**PASSAGE**
"We are all committed to meaningful progress on reconciliation. The political showmanship of storming into someone else’s press conference to bully a Minister who was sworn in only 10 minutes earlier does nothing to advance that reconciliation. #mbpoli"
— A soon-deleted tweet from the Manitoba PC Caucus on Thursday afternoon
NDP Leader Wab Kinew just had one of the greatest moments of his political life.
There in front of the Grand Staircase of the Manitoba legislature, Mr. Kinew interrupted Indigenous Reconciliation and Northern Relations Minister Alan Lagimodiere, who was making statements to the press regarding his take on residential schools.
Only a few minutes earlier, Mr. Lagimodiere had been sworn into his new ministerial role, following the surprise resignation last Friday of former Indigenous and northern relations minister Eileen Clarke, who intimated this week that Pallister’s recent comments about how colonists were only trying to "build Canada" made her job impossible.
Based on the foot-in-mouth disease that has plagued Premier Brian Pallister regarding Indigenous relations in this province — not only last week, but over the course of his time in office — it would have behooved Mr. Lagimodiere to attempt to calm the waters.
If he was attempting to do this, he certainly did not succeed.
"The residential-school system was designed to take Indigenous children and give them the skills and abilities they would need to fit into society as it moved forward," Lagimodiere told reporters. "At the time, they really thought that they were doing the right thing. I’m saddened by the fact that it took individuals so long to recognize that process wasn’t working."
Further, Mr. Lagimodiere — who is Métis — said that those running the schools realized they had made a mistake, but had intended to provide a useful education to Indigenous people.
"They thought they were doing the right thing. In retrospect, it’s easy to judge."
A video of the press conference shows that at this point, Mr. Kinew — who is First Nations — walked up to Mr. Lagimodiere to confront him, thus interrupting the press conference.
"I cannot accept you saying what you just said about residential schools," Kinew said, further noting that officials had stated they wanted to use the schools to replace all Indigenous language and culture with European ways of life — to "kill the Indian" out of the child.
"Any right-minded person at the time should have known and would have known — and many did know, and spoke up against it," Kinew said.
For a good 90 seconds, the NDP leader schooled the new Indigenous reconciliation minister about exactly the kind of bumpy ride he will have trying to work with Indigenous communities if he is going to be an apologist for those who created and operated residential schools in this country.
Without doubt, we witnessed a small battle of wills playing out in real time, one that is both reflective of a larger social discussion in our society that is threatening to spark further anger and outrage, as well as open prejudice. Mr. Lagimodiere did not come out the victor.
The stories of hundreds of unmarked graves of Indigenous children found in former Indian Residential School properties in this country gave us a glimpse of the anger and resentment percolating within Indigenous communities in this country on Canada Day. And in response to that glimpse, we are now witnessing part of the pushback from non-Indigenous people who think they have done enough, and taken enough.
The PC Caucus tweet Thursday afternoon attempted to paint Mr. Kinew as a bully who unfairly interrupted a newly minted minister without giving him the chance to bask in the glory of his new portfolio before trying to tear him down. But that assertion did not hold true — one of the reasons, perhaps, that so many other Twitter users piled on with negative comments in response, forcing the party to remove the comment.

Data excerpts
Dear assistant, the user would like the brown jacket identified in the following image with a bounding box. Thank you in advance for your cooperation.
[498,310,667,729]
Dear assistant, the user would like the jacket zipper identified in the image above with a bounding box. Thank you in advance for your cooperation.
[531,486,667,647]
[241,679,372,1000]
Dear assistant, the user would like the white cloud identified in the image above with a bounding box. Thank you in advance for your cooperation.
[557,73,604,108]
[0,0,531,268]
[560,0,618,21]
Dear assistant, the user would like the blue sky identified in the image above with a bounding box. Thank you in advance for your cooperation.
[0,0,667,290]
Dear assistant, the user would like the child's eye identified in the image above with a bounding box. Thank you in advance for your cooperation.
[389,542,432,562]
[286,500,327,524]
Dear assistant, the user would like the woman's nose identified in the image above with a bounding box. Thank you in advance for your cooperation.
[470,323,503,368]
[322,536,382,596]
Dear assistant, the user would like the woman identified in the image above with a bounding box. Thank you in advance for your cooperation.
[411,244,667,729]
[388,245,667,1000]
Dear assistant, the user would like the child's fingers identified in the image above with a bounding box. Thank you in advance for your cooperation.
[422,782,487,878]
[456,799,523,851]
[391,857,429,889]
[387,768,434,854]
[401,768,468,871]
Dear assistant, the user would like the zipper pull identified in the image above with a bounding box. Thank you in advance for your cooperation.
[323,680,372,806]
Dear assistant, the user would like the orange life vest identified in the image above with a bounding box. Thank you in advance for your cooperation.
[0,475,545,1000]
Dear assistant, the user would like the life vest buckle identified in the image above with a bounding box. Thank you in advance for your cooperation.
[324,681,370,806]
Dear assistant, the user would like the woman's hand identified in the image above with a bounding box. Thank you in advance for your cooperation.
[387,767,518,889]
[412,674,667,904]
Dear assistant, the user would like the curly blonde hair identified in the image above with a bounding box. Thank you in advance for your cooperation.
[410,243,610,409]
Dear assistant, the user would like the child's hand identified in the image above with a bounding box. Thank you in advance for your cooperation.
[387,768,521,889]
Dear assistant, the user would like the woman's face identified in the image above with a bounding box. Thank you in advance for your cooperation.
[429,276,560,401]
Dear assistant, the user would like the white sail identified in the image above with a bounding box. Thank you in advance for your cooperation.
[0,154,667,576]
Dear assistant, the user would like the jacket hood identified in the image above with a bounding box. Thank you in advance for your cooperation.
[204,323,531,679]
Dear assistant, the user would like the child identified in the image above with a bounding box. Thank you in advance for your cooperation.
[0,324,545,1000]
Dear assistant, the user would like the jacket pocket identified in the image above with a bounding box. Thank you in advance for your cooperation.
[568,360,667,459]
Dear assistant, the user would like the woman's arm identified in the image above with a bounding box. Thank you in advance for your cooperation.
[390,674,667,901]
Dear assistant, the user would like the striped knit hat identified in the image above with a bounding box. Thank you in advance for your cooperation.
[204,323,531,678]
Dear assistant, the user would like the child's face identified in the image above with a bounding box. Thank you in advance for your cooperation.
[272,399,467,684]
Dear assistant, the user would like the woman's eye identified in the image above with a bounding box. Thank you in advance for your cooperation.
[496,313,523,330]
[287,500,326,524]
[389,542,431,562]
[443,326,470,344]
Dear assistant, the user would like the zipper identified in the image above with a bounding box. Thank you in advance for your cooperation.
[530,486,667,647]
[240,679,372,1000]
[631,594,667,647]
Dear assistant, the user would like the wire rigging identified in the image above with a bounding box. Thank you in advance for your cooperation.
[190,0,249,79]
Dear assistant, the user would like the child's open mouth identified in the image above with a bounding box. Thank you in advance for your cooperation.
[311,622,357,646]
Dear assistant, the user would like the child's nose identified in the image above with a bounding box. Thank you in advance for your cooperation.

**CHECK YOUR UNDERSTANDING**
• 1. Reproduce everything in the commentary from "If he was attempting" down to "to Indigenous people.".
• 2. In the commentary, who is the former Indigenous and northern relations minister whose resignation preceded Lagimodiere's swearing-in?
Work from the commentary alone.

**RESULTS IN ORDER**
• 1.
If he was attempting to do this, he certainly did not succeed.
"The residential-school system was designed to take Indigenous children and give them the skills and abilities they would need to fit into society as it moved forward," Lagimodiere told reporters. "At the time, they really thought that they were doing the right thing. I’m saddened by the fact that it took individuals so long to recognize that process wasn’t working."
Further, Mr. Lagimodiere — who is Métis — said that those running the schools realized they had made a mistake, but had intended to provide a useful education to Indigenous people.

• 2. Eileen Clarke